[1933] New Introductory Lectures On Psychoanalysis by Sigmund Freud

[1933] New Introductory Lectures On Psychoanalysis by Sigmund Freud

Author:Sigmund Freud [Freud, Sigmund]
Language: eng
Format: epub
Tags: New Introductory Lectures On Psychoanalysis
Publisher: Ivan Smith
Published: 1933-01-25T05:00:00+00:00


The situation in which we find ourselves at the beginning of our enquiry may be expected itself to point the way for us. We wish to make the ego the matter of our enquiry, our very own ego. But is that possible? After all, the ego is in its very essence a subject; how can it be made into an object? Well, there is no doubt that it can be. The ego can take itself as an object, can treat itself like other objects, can observe itself, criticize itself, and do Heaven knows what with itself. In this, one part of the ego is setting itself over against the rest. So the ego can be split; it splits itself during a number of its functions - temporarily at least. Its parts can come together again afterwards. That is not exactly a novelty, though it may perhaps be putting an unusual emphasis on what is generally known. On the other hand, we are familiar with the notion that pathology, by making things larger and coarser, can draw our attention to normal conditions which would otherwise have escaped us. Where it points to a breach or a rent, there may normally be an articulation present. If we throw a crystal to the floor, it breaks; but not into haphazard pieces. It comes apart along its lines of cleavage into fragments whose boundaries, though they were invisible, were predetermined by the crystal’s structure. Mental patients are split and broken structures of this same kind. Even we cannot withhold from them something of the reverential awe which peoples of the past felt for the insane. They have turned away from external reality, but for that very reason they know more about internal, psychical reality and can reveal a number of things to us that would otherwise be inaccessible to us.

**SUPPLIED RECORDS:**
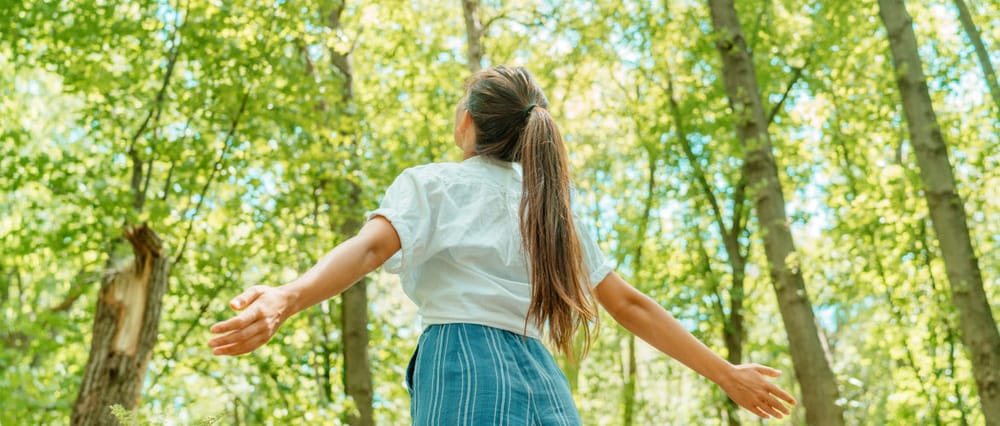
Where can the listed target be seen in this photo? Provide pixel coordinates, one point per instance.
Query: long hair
(513, 124)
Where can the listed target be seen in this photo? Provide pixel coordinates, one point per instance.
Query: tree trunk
(733, 330)
(819, 389)
(978, 328)
(357, 372)
(125, 330)
(357, 376)
(474, 34)
(984, 58)
(628, 390)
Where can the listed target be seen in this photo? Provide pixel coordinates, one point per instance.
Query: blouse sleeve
(597, 265)
(407, 206)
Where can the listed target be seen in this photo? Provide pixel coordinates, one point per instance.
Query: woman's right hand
(264, 310)
(748, 386)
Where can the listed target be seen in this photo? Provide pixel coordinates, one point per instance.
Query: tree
(126, 327)
(819, 388)
(947, 211)
(984, 58)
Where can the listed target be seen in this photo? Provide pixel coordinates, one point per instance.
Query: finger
(776, 391)
(243, 347)
(242, 320)
(770, 410)
(246, 298)
(780, 407)
(758, 412)
(239, 335)
(770, 406)
(767, 371)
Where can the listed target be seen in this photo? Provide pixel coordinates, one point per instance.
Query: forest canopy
(808, 185)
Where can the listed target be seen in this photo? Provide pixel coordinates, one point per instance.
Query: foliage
(234, 112)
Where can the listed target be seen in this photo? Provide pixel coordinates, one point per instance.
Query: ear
(465, 120)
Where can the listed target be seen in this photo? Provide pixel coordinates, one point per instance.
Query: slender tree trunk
(125, 330)
(628, 390)
(474, 34)
(733, 330)
(978, 328)
(819, 388)
(984, 58)
(357, 376)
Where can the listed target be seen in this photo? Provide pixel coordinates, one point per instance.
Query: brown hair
(513, 124)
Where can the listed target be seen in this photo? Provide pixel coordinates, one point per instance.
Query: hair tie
(527, 110)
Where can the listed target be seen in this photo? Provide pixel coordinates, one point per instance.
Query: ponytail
(557, 272)
(513, 124)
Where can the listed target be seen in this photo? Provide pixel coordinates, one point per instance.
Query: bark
(812, 369)
(474, 34)
(978, 328)
(357, 376)
(984, 57)
(125, 331)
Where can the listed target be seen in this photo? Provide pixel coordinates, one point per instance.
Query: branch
(215, 168)
(795, 79)
(689, 153)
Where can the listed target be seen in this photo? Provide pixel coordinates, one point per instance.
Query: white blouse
(461, 258)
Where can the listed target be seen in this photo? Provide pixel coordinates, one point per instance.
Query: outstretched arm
(266, 308)
(746, 384)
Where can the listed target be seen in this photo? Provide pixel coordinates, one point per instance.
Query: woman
(495, 262)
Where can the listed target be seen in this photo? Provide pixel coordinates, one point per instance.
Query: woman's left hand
(749, 387)
(264, 310)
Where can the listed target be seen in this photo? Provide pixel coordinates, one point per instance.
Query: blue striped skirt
(469, 374)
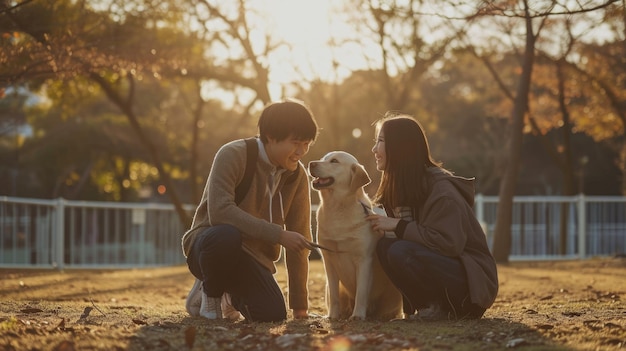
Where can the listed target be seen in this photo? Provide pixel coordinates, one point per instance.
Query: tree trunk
(502, 235)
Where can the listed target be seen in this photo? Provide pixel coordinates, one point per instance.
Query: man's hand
(293, 241)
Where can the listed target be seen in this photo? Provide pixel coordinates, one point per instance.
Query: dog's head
(338, 170)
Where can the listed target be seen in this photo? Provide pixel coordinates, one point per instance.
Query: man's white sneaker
(211, 307)
(194, 299)
(228, 310)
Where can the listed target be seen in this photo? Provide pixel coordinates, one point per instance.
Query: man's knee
(225, 237)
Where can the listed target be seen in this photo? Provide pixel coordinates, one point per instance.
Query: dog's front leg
(363, 288)
(332, 291)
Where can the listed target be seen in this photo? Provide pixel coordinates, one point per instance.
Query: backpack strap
(252, 152)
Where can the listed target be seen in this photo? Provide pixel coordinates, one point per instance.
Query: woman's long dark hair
(404, 180)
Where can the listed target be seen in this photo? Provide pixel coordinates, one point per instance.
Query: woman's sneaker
(211, 307)
(194, 299)
(228, 310)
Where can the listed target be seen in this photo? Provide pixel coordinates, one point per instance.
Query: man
(231, 247)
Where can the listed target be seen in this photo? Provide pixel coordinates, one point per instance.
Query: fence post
(59, 234)
(582, 227)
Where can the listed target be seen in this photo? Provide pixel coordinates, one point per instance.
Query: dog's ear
(360, 178)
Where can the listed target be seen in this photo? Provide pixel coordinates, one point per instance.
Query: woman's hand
(382, 224)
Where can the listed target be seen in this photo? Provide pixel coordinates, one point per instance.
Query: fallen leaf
(65, 346)
(190, 336)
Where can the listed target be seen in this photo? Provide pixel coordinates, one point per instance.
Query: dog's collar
(366, 208)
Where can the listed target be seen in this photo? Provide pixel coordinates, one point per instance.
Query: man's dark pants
(218, 260)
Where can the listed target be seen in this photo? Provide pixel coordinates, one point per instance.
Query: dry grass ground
(573, 305)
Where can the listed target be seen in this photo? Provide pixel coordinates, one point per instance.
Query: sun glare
(307, 27)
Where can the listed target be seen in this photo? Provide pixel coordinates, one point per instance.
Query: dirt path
(573, 305)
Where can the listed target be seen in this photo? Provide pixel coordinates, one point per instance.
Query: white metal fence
(78, 234)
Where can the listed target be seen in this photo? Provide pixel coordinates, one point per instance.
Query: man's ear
(360, 178)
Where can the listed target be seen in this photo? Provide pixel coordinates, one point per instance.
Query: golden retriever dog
(356, 285)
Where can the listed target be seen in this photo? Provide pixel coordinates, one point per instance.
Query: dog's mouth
(319, 182)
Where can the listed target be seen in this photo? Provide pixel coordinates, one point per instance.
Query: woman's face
(379, 150)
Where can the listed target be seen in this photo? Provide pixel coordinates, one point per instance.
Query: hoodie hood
(465, 186)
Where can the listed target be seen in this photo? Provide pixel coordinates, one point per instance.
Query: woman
(437, 255)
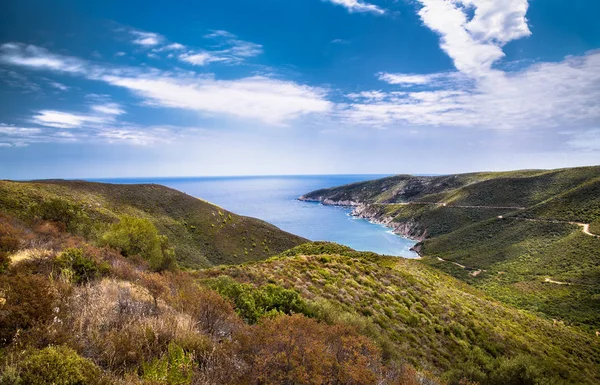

**PROBLEM:**
Pick up the lecture excerpt on the ego from its last sentence and continue it. The data comes from a separate source.

**RESPONSE TO THIS TASK:**
We describe one group of these patients as suffering from delusions of being observed. They complain to us that perpetually, and down to their most intimate actions, they are being molested by the observation of unknown powers - presumably persons - and that in hallucinations they hear these persons reporting the outcome of their observation: ‘now he’s going to say this, now he’s dressing to go out’ and so on. Observation of this sort is not yet the same thing as persecution, but it is not far from it; it presupposes that people distrust them, and expect to catch them carrying out forbidden actions for which they would be punished. How would it be if these insane people were right, if in each of us there is present in his ego an agency like this which observes and threatens to punish, and which in them has merely become sharply divided from their ego and mistakenly displaced into external reality?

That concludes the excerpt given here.